● **WORK TO DO**: Omit all images. Transcribe the rest of the material below exactly.

(Excerpts from point annotation data)
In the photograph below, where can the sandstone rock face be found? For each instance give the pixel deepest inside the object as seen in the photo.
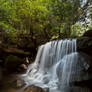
(84, 44)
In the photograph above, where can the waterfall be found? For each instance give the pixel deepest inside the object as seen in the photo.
(55, 66)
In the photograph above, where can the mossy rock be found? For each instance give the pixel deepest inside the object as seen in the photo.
(12, 62)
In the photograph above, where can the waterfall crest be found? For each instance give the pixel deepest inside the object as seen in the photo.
(53, 66)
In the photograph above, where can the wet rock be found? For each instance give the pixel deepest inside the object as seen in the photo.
(84, 44)
(35, 89)
(12, 63)
(88, 33)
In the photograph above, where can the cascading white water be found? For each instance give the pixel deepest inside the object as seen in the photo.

● **TASK ANSWER**:
In the photograph below, where can the sandstone rock face be found? For each instance give the pixel deepest inside the object as seen in the photo.
(84, 44)
In the photograph above, where can the waterfall be found? For each instance give the pixel deepest inside the object as seen in the photo.
(55, 66)
In the photograph above, where can the mossy rock be found? For each instance give the pixel deepest inside the object as seen in the photo.
(12, 62)
In the photograph above, where can the waterfall crest be found? For each instance give the pixel deepest inside the object as seen in the photo.
(53, 66)
In the photograph above, where can the wet rock be found? For each instance give the pixel deepest inside the object as seen in the photo.
(84, 44)
(35, 89)
(12, 63)
(88, 33)
In the photograph above, where can the cascading white water be found? For each instance give the pixel deepest inside the object as seen in the photo.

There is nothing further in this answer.